Stored data:
"""
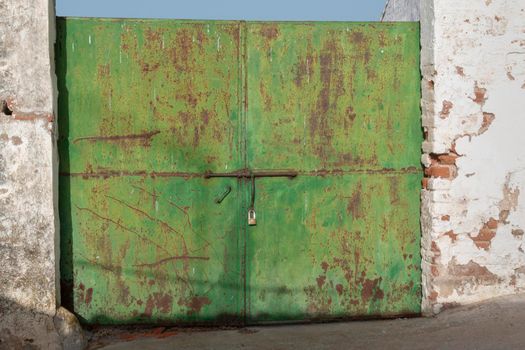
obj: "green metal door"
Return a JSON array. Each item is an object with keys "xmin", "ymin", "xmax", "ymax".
[
  {"xmin": 246, "ymin": 23, "xmax": 422, "ymax": 322},
  {"xmin": 57, "ymin": 19, "xmax": 422, "ymax": 324},
  {"xmin": 57, "ymin": 19, "xmax": 244, "ymax": 323}
]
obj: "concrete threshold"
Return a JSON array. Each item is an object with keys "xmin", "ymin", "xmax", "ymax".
[{"xmin": 89, "ymin": 294, "xmax": 525, "ymax": 350}]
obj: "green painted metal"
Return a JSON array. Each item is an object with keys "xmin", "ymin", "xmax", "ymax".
[
  {"xmin": 246, "ymin": 23, "xmax": 422, "ymax": 322},
  {"xmin": 57, "ymin": 19, "xmax": 244, "ymax": 324},
  {"xmin": 57, "ymin": 18, "xmax": 422, "ymax": 324}
]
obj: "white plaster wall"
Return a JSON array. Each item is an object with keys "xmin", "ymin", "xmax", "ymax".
[
  {"xmin": 381, "ymin": 0, "xmax": 420, "ymax": 22},
  {"xmin": 421, "ymin": 0, "xmax": 525, "ymax": 312},
  {"xmin": 0, "ymin": 0, "xmax": 70, "ymax": 349}
]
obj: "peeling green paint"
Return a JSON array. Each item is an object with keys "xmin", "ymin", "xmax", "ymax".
[{"xmin": 57, "ymin": 18, "xmax": 422, "ymax": 324}]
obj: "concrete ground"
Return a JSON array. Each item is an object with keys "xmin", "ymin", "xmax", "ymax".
[{"xmin": 90, "ymin": 295, "xmax": 525, "ymax": 350}]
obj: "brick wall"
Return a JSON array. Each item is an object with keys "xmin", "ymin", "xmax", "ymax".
[{"xmin": 387, "ymin": 0, "xmax": 525, "ymax": 313}]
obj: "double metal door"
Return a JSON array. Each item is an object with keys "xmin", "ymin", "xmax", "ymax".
[{"xmin": 57, "ymin": 18, "xmax": 422, "ymax": 324}]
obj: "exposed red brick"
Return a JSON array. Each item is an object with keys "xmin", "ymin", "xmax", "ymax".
[
  {"xmin": 438, "ymin": 153, "xmax": 458, "ymax": 165},
  {"xmin": 470, "ymin": 224, "xmax": 496, "ymax": 250},
  {"xmin": 445, "ymin": 230, "xmax": 458, "ymax": 242},
  {"xmin": 486, "ymin": 218, "xmax": 498, "ymax": 230},
  {"xmin": 430, "ymin": 241, "xmax": 441, "ymax": 256}
]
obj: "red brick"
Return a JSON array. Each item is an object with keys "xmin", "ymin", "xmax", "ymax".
[
  {"xmin": 438, "ymin": 153, "xmax": 458, "ymax": 165},
  {"xmin": 486, "ymin": 218, "xmax": 498, "ymax": 230},
  {"xmin": 425, "ymin": 165, "xmax": 452, "ymax": 178}
]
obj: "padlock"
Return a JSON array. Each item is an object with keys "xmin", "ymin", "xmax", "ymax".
[{"xmin": 248, "ymin": 208, "xmax": 257, "ymax": 226}]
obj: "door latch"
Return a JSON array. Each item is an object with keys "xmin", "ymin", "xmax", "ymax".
[
  {"xmin": 248, "ymin": 208, "xmax": 257, "ymax": 226},
  {"xmin": 215, "ymin": 186, "xmax": 232, "ymax": 204}
]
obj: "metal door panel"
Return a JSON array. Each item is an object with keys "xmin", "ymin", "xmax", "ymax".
[
  {"xmin": 57, "ymin": 19, "xmax": 244, "ymax": 324},
  {"xmin": 247, "ymin": 172, "xmax": 421, "ymax": 323},
  {"xmin": 246, "ymin": 23, "xmax": 422, "ymax": 323}
]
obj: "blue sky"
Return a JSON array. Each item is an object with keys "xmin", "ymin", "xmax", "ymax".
[{"xmin": 56, "ymin": 0, "xmax": 386, "ymax": 21}]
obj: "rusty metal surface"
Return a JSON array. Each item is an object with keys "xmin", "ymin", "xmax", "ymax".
[
  {"xmin": 246, "ymin": 23, "xmax": 422, "ymax": 323},
  {"xmin": 57, "ymin": 18, "xmax": 422, "ymax": 324},
  {"xmin": 57, "ymin": 19, "xmax": 244, "ymax": 324}
]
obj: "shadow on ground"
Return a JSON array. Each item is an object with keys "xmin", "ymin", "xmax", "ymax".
[{"xmin": 90, "ymin": 295, "xmax": 525, "ymax": 350}]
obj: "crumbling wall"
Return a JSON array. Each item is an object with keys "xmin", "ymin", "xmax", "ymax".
[
  {"xmin": 0, "ymin": 0, "xmax": 80, "ymax": 349},
  {"xmin": 381, "ymin": 0, "xmax": 420, "ymax": 21},
  {"xmin": 384, "ymin": 0, "xmax": 525, "ymax": 313}
]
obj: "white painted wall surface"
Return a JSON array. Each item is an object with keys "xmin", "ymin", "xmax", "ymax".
[
  {"xmin": 0, "ymin": 0, "xmax": 83, "ymax": 349},
  {"xmin": 381, "ymin": 0, "xmax": 420, "ymax": 22},
  {"xmin": 386, "ymin": 0, "xmax": 525, "ymax": 313}
]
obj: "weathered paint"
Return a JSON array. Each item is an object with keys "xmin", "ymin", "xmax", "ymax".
[
  {"xmin": 412, "ymin": 0, "xmax": 525, "ymax": 313},
  {"xmin": 246, "ymin": 23, "xmax": 422, "ymax": 322},
  {"xmin": 57, "ymin": 19, "xmax": 244, "ymax": 323},
  {"xmin": 57, "ymin": 19, "xmax": 422, "ymax": 323}
]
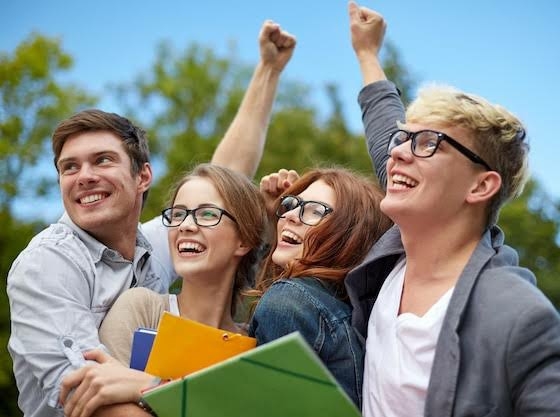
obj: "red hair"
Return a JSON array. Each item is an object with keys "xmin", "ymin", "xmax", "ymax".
[{"xmin": 251, "ymin": 168, "xmax": 391, "ymax": 296}]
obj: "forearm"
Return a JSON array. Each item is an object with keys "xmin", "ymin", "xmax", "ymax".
[
  {"xmin": 358, "ymin": 79, "xmax": 405, "ymax": 188},
  {"xmin": 211, "ymin": 62, "xmax": 280, "ymax": 177},
  {"xmin": 358, "ymin": 54, "xmax": 387, "ymax": 87}
]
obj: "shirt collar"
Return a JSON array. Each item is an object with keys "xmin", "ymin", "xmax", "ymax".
[{"xmin": 58, "ymin": 212, "xmax": 152, "ymax": 261}]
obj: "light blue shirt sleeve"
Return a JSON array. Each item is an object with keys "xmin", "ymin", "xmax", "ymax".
[{"xmin": 7, "ymin": 229, "xmax": 108, "ymax": 417}]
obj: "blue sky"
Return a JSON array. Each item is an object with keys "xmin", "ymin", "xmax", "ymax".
[{"xmin": 0, "ymin": 0, "xmax": 560, "ymax": 219}]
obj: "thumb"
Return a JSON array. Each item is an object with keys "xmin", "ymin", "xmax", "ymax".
[
  {"xmin": 84, "ymin": 349, "xmax": 112, "ymax": 363},
  {"xmin": 348, "ymin": 1, "xmax": 360, "ymax": 20}
]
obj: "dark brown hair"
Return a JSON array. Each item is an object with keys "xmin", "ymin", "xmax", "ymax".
[
  {"xmin": 52, "ymin": 109, "xmax": 150, "ymax": 201},
  {"xmin": 170, "ymin": 163, "xmax": 268, "ymax": 315}
]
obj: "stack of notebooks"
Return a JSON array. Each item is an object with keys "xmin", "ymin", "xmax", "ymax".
[{"xmin": 131, "ymin": 314, "xmax": 360, "ymax": 417}]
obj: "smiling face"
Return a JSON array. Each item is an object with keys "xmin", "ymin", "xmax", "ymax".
[
  {"xmin": 168, "ymin": 177, "xmax": 249, "ymax": 282},
  {"xmin": 57, "ymin": 131, "xmax": 152, "ymax": 240},
  {"xmin": 381, "ymin": 123, "xmax": 485, "ymax": 227},
  {"xmin": 272, "ymin": 180, "xmax": 336, "ymax": 267}
]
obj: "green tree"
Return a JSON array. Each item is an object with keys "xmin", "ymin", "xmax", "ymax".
[
  {"xmin": 0, "ymin": 34, "xmax": 94, "ymax": 209},
  {"xmin": 499, "ymin": 180, "xmax": 560, "ymax": 308}
]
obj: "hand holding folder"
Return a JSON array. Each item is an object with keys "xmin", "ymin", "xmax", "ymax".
[
  {"xmin": 146, "ymin": 312, "xmax": 257, "ymax": 379},
  {"xmin": 142, "ymin": 333, "xmax": 361, "ymax": 417}
]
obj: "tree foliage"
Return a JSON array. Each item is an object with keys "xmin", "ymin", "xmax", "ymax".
[{"xmin": 0, "ymin": 34, "xmax": 94, "ymax": 209}]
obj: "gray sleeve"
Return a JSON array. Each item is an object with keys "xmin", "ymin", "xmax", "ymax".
[
  {"xmin": 506, "ymin": 297, "xmax": 560, "ymax": 417},
  {"xmin": 358, "ymin": 81, "xmax": 405, "ymax": 188},
  {"xmin": 7, "ymin": 243, "xmax": 104, "ymax": 414},
  {"xmin": 140, "ymin": 216, "xmax": 179, "ymax": 292}
]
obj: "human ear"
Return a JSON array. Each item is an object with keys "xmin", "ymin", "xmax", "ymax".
[
  {"xmin": 138, "ymin": 162, "xmax": 152, "ymax": 193},
  {"xmin": 467, "ymin": 171, "xmax": 502, "ymax": 204},
  {"xmin": 235, "ymin": 242, "xmax": 251, "ymax": 257}
]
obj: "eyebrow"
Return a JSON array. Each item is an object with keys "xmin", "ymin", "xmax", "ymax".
[{"xmin": 56, "ymin": 149, "xmax": 121, "ymax": 168}]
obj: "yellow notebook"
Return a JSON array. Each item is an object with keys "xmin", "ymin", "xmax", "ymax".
[{"xmin": 145, "ymin": 312, "xmax": 257, "ymax": 379}]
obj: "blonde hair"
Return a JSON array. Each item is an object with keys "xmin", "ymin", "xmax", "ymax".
[{"xmin": 406, "ymin": 84, "xmax": 529, "ymax": 225}]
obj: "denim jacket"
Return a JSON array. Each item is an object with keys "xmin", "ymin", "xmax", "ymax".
[{"xmin": 249, "ymin": 278, "xmax": 364, "ymax": 407}]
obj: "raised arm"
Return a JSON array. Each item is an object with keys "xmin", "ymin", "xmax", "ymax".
[
  {"xmin": 211, "ymin": 20, "xmax": 296, "ymax": 177},
  {"xmin": 348, "ymin": 2, "xmax": 405, "ymax": 187}
]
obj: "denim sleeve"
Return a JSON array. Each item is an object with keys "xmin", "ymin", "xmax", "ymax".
[
  {"xmin": 249, "ymin": 279, "xmax": 363, "ymax": 407},
  {"xmin": 249, "ymin": 281, "xmax": 325, "ymax": 352},
  {"xmin": 7, "ymin": 242, "xmax": 104, "ymax": 415},
  {"xmin": 140, "ymin": 216, "xmax": 179, "ymax": 293},
  {"xmin": 358, "ymin": 81, "xmax": 405, "ymax": 188}
]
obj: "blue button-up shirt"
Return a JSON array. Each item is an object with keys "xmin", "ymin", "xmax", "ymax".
[{"xmin": 7, "ymin": 214, "xmax": 170, "ymax": 417}]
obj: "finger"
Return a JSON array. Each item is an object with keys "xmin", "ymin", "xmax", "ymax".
[
  {"xmin": 64, "ymin": 375, "xmax": 89, "ymax": 417},
  {"xmin": 348, "ymin": 1, "xmax": 360, "ymax": 22},
  {"xmin": 276, "ymin": 31, "xmax": 296, "ymax": 49},
  {"xmin": 260, "ymin": 174, "xmax": 276, "ymax": 193},
  {"xmin": 84, "ymin": 349, "xmax": 113, "ymax": 363},
  {"xmin": 259, "ymin": 20, "xmax": 280, "ymax": 40}
]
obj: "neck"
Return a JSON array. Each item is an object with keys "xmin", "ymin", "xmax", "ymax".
[
  {"xmin": 91, "ymin": 221, "xmax": 138, "ymax": 261},
  {"xmin": 401, "ymin": 216, "xmax": 483, "ymax": 287}
]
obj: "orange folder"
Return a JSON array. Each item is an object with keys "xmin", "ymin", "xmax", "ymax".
[{"xmin": 145, "ymin": 312, "xmax": 257, "ymax": 379}]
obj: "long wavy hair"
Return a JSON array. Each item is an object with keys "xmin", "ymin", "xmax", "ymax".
[
  {"xmin": 169, "ymin": 163, "xmax": 268, "ymax": 315},
  {"xmin": 252, "ymin": 168, "xmax": 392, "ymax": 298}
]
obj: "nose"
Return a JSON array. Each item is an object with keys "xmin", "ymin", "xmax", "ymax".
[
  {"xmin": 389, "ymin": 139, "xmax": 413, "ymax": 161},
  {"xmin": 78, "ymin": 163, "xmax": 99, "ymax": 185},
  {"xmin": 179, "ymin": 213, "xmax": 198, "ymax": 232}
]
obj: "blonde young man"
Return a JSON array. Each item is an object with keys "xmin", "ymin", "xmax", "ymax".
[{"xmin": 346, "ymin": 3, "xmax": 560, "ymax": 417}]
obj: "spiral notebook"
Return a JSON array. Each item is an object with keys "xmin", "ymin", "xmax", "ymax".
[{"xmin": 145, "ymin": 312, "xmax": 257, "ymax": 379}]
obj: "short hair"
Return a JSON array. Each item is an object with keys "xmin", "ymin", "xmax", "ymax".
[
  {"xmin": 52, "ymin": 109, "xmax": 150, "ymax": 202},
  {"xmin": 406, "ymin": 84, "xmax": 529, "ymax": 226},
  {"xmin": 170, "ymin": 163, "xmax": 268, "ymax": 315},
  {"xmin": 251, "ymin": 167, "xmax": 392, "ymax": 298}
]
"""
Given instruction: Show every line of the rows above that contains the word "green".

Result:
obj: "green metal door"
obj: "green painted metal"
obj: "peeling green paint"
obj: "green tree"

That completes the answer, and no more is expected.